§ Written exercise: State how many of the lines below contain the string "dark", treating uppercase and lowercase as distinct. Give only the number.

Entries from a dataset
------------------------------------------------------------

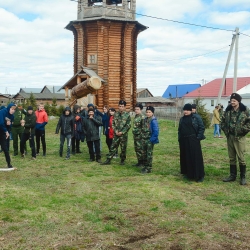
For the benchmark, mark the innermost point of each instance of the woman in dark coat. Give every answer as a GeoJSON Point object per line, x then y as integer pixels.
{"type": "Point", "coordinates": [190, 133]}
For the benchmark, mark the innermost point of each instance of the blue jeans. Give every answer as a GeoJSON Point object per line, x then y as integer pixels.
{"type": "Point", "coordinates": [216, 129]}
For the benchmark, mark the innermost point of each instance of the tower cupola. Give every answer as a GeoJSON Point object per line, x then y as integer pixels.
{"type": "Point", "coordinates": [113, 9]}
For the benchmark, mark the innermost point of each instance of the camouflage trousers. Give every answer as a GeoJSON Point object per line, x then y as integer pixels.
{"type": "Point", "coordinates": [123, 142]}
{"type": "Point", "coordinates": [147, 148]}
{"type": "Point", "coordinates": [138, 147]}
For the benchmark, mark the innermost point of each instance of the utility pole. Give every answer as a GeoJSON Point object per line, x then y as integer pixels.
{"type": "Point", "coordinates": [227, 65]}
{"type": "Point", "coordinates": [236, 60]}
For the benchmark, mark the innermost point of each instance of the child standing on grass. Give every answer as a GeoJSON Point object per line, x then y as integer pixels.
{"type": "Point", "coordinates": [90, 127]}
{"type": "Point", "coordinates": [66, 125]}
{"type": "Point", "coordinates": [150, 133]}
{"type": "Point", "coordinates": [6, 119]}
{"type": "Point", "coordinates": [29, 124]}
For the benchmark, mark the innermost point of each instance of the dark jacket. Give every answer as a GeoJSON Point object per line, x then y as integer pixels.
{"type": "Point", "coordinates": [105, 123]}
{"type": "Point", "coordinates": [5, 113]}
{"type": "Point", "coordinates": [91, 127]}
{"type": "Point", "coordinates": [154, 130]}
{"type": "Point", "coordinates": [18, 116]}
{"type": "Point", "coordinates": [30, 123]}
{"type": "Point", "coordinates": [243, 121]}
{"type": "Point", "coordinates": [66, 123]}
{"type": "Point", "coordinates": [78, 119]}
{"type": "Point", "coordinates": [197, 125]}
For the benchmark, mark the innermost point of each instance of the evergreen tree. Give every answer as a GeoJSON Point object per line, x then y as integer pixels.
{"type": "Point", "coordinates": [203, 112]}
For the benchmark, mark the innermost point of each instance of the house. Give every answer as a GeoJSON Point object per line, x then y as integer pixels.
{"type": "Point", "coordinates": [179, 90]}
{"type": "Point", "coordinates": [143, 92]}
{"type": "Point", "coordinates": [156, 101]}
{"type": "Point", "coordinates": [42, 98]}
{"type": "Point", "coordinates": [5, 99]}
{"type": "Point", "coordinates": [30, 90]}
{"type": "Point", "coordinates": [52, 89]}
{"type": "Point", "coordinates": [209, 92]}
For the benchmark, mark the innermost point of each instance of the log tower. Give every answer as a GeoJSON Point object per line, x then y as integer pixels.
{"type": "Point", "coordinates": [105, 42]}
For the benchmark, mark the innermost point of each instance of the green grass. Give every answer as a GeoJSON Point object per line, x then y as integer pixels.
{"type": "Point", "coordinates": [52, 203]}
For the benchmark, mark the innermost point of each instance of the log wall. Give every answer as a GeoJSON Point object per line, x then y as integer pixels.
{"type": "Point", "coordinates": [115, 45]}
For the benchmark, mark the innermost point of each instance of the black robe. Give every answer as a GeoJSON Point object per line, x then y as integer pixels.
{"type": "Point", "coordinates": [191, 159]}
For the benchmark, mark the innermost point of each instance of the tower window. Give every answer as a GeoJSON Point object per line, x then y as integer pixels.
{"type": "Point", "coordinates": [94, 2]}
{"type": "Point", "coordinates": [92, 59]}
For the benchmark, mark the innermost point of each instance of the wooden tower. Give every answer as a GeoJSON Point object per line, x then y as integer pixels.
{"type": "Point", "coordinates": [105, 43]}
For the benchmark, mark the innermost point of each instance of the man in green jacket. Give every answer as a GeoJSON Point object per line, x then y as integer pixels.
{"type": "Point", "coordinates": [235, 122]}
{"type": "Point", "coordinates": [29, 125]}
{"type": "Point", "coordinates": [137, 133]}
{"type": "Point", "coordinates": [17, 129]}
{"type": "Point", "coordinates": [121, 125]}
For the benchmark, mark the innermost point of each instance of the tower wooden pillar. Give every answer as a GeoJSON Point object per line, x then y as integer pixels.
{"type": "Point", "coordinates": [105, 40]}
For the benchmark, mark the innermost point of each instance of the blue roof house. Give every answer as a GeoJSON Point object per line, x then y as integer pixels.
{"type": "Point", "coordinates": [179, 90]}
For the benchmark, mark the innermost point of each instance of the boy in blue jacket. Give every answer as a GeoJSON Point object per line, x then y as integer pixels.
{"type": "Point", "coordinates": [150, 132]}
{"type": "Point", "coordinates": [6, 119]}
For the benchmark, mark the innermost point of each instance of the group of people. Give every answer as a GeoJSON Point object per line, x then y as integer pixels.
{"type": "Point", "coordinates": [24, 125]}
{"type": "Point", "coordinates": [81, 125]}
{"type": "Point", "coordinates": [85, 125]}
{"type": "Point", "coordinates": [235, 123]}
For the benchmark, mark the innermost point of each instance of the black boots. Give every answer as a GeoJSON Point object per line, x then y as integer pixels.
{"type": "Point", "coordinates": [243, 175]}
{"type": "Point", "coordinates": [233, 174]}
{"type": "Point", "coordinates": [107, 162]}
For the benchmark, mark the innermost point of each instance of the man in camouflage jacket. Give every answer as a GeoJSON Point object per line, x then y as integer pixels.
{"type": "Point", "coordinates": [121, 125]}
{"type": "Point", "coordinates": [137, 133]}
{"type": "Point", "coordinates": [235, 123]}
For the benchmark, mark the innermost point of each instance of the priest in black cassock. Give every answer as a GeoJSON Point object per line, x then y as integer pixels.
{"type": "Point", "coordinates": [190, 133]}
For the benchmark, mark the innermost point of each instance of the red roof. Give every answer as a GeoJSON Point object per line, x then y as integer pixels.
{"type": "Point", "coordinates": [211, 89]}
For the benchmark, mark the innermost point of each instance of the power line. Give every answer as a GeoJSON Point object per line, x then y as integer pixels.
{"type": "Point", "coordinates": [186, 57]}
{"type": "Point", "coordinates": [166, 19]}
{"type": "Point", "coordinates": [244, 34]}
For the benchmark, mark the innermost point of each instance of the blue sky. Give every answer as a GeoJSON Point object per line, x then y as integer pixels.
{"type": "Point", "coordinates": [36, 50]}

------------------------------------------------------------

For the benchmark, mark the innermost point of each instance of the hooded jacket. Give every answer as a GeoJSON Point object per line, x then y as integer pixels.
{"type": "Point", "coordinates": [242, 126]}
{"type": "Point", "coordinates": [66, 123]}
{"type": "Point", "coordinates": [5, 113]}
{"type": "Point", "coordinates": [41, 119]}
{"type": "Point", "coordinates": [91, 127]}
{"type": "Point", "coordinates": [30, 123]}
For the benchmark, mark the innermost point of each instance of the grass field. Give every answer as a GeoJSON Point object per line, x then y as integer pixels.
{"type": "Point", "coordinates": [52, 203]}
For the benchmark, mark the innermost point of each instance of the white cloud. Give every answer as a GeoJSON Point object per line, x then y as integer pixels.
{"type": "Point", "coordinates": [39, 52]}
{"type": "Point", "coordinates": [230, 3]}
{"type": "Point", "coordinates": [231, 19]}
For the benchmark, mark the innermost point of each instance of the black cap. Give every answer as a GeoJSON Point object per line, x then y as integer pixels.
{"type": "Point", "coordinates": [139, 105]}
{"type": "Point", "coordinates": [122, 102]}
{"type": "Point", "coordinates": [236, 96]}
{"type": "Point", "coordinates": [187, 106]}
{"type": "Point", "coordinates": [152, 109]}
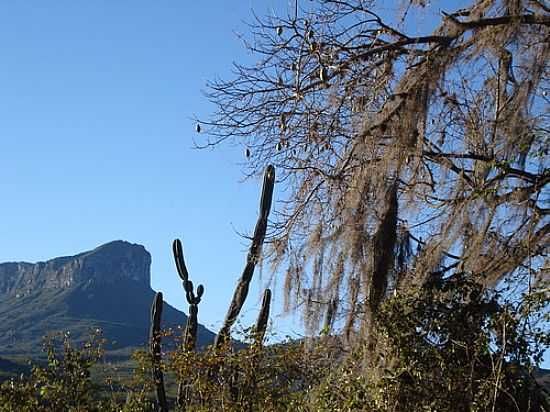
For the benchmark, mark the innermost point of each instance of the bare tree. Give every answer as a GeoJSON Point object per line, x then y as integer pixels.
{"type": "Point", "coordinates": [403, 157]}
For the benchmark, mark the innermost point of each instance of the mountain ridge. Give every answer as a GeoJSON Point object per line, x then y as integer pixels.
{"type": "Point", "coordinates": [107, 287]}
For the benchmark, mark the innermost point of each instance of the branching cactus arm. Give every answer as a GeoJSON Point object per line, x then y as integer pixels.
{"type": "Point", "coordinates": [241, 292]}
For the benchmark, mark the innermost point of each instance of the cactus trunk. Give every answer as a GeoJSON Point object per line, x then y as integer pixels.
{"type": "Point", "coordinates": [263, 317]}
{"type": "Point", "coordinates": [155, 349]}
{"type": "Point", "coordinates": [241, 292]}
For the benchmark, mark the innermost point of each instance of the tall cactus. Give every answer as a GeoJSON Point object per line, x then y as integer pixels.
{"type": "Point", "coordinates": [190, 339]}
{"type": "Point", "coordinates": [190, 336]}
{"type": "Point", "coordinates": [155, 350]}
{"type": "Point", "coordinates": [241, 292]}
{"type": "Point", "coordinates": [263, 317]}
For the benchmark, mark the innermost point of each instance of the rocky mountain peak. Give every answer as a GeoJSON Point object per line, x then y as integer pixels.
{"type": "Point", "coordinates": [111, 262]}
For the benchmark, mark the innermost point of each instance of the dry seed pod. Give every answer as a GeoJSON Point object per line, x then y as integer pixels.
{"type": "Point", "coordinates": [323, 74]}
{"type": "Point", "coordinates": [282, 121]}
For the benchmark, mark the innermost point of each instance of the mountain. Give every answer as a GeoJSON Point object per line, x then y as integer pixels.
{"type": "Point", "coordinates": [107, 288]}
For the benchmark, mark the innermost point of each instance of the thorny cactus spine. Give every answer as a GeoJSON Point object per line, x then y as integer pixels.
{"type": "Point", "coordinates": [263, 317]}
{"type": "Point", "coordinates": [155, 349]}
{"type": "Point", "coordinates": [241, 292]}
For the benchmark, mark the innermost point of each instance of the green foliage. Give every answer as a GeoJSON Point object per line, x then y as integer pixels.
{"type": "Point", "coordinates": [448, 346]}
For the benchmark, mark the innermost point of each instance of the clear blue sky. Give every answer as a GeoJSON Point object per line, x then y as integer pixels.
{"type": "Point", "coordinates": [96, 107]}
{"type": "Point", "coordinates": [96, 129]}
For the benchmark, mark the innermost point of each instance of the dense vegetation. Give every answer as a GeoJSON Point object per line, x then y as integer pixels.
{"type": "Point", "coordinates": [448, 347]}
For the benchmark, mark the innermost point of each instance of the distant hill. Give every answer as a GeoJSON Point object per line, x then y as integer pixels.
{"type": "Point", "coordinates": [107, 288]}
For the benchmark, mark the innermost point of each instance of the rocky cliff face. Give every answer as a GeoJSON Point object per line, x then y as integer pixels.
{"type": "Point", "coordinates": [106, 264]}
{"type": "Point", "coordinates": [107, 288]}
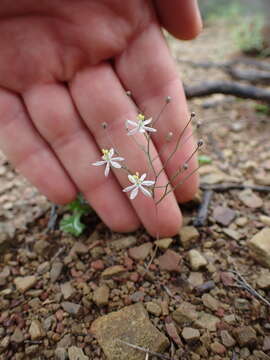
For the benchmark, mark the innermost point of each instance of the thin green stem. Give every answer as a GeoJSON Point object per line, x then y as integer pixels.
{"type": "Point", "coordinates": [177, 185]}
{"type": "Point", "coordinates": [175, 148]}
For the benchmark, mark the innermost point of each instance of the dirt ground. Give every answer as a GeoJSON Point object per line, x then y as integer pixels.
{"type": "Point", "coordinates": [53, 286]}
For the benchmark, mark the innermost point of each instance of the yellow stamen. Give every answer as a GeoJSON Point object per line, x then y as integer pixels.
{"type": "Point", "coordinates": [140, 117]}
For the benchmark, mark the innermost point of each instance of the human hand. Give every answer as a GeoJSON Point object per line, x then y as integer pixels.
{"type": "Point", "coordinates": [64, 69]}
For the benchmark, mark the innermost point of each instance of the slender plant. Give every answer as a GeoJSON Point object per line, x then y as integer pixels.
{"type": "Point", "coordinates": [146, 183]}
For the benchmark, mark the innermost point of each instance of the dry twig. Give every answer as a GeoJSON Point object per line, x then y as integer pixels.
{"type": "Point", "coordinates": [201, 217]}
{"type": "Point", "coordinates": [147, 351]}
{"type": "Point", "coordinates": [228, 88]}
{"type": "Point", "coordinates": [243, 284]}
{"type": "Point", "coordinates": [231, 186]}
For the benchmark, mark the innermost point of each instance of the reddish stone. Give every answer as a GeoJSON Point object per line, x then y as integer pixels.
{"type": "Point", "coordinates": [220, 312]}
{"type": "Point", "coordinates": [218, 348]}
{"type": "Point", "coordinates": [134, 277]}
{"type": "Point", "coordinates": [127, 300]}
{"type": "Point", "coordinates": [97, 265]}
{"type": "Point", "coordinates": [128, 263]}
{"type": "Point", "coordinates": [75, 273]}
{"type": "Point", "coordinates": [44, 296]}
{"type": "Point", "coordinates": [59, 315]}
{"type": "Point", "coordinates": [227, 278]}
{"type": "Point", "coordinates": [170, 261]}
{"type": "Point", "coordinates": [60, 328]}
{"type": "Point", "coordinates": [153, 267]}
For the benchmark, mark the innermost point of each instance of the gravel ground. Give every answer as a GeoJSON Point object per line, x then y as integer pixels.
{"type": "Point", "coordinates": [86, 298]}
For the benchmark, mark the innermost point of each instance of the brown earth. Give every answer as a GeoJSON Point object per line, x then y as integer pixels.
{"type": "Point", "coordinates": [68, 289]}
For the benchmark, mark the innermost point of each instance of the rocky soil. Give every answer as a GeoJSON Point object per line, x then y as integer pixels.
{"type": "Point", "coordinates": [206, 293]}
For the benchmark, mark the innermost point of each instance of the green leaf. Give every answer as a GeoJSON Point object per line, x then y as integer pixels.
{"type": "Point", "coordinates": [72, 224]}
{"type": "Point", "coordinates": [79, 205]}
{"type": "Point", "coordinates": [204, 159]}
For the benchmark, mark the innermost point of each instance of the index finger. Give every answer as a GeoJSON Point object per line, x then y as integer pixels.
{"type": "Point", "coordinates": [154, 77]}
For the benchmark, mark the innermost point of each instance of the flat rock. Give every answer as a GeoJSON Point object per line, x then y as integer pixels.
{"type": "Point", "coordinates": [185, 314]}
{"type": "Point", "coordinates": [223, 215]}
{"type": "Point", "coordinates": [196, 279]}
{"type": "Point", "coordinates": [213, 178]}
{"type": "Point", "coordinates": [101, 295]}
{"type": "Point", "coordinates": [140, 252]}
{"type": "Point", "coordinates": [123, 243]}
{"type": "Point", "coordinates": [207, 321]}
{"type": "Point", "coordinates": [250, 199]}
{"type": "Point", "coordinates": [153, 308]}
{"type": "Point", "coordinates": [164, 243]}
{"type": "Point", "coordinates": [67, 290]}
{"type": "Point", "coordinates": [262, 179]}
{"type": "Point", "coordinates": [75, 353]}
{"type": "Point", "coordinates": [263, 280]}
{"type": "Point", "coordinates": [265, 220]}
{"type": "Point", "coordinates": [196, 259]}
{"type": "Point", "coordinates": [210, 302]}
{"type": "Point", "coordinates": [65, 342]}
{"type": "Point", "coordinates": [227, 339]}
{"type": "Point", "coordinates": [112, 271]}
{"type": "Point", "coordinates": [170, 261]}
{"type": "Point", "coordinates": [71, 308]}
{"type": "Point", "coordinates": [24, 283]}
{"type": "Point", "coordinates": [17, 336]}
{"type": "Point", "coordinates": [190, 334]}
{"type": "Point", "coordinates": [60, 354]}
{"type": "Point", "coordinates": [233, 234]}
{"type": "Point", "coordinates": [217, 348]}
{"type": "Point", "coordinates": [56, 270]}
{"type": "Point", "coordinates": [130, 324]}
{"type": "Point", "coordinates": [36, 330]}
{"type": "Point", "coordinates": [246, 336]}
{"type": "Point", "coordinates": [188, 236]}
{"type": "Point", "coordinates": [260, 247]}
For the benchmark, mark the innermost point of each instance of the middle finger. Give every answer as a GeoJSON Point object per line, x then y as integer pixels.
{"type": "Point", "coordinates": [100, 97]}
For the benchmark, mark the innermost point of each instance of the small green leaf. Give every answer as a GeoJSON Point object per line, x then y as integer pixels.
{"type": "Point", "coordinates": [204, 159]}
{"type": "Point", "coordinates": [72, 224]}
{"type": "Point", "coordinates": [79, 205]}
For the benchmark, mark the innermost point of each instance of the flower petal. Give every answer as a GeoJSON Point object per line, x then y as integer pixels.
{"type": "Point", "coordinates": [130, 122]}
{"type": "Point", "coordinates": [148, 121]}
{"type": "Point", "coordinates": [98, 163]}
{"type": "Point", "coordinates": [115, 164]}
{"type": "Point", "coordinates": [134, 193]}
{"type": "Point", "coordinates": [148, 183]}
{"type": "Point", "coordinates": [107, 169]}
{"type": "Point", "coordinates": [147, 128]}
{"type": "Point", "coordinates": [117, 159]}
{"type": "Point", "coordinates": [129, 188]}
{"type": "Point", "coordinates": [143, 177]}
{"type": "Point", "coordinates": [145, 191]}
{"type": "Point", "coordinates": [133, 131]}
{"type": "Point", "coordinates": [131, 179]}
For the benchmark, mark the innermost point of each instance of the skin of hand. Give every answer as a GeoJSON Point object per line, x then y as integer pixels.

------------------------------------------------------------

§ Expected answer: 2